Zoonosis: Climate Crisis and Coronavirus

The coronavirus has deep roots in climate crisis and breakdown. In a word: Zoonosis.

Zoonoses are infectious diseases that fatally strike back after humanity extracts too deeply from non-human environments, which are under repeated siege from capitalism and worse.

Wildlife trade and habitat encroachment have slowly come into focus, as the threat analysis and response to coronavirus extends beyond the Huanan Seafood Wholesale Market where it likely originated.

However, the focus on encroachment and trafficking is evidently not sharp enough for a technocracy too reliant on pharmaceutical, defense and other STEM industries to save enough lives to make a significant impact on the disease’s exponential spread.

Indeed, the unfurling nightmare of coronavirus shines a searing light on what happens when humanity ignores, on purpose, the lethal blowback of biodiversity extinction.

Also designated an infodemic by the World Health Organization, COVID-19 outbreak follows a similar pattern of other contagion cli-fi, like Ebola and SARS. The latter was traced to horseshoe bats, while the former was traced to a long-fingered bat near, tellingly, a mine shaft. This disturbing nexus of capitalism and extinction will only intensify and worsen, as mining and other invasive extraction industries annihilate species and habitats, setting off epidemics and perhaps even pandemics.

## Collected data
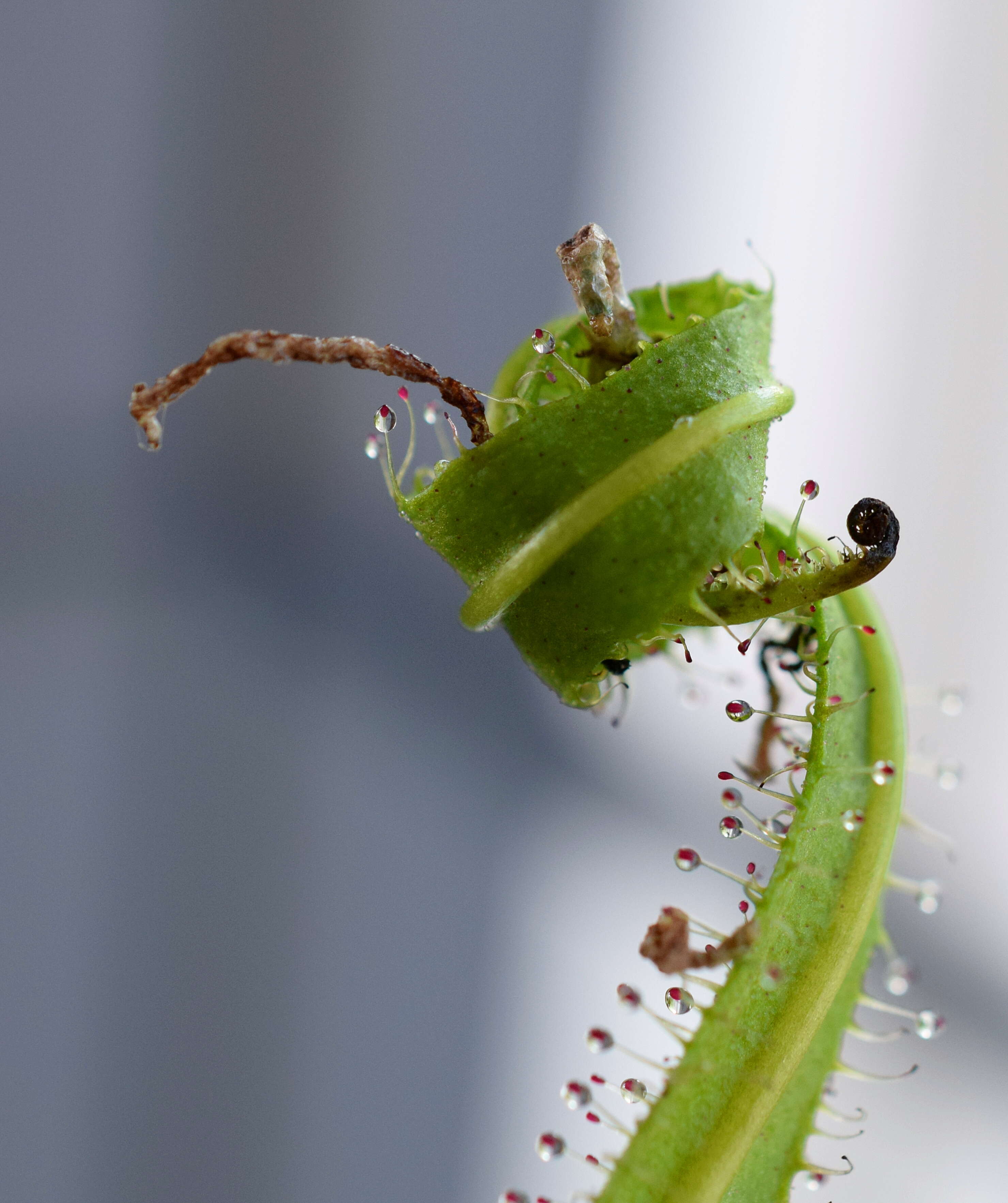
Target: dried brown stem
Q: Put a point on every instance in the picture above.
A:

## Task objective
Copy the piece on zoonosis from "Zoonosis: Climate Crisis" to "capitalism and worse.", substituting "natural environments" for "non-human environments".

## Written response
Zoonosis: Climate Crisis and Coronavirus

The coronavirus has deep roots in climate crisis and breakdown. In a word: Zoonosis.

Zoonoses are infectious diseases that fatally strike back after humanity extracts too deeply from natural environments, which are under repeated siege from capitalism and worse.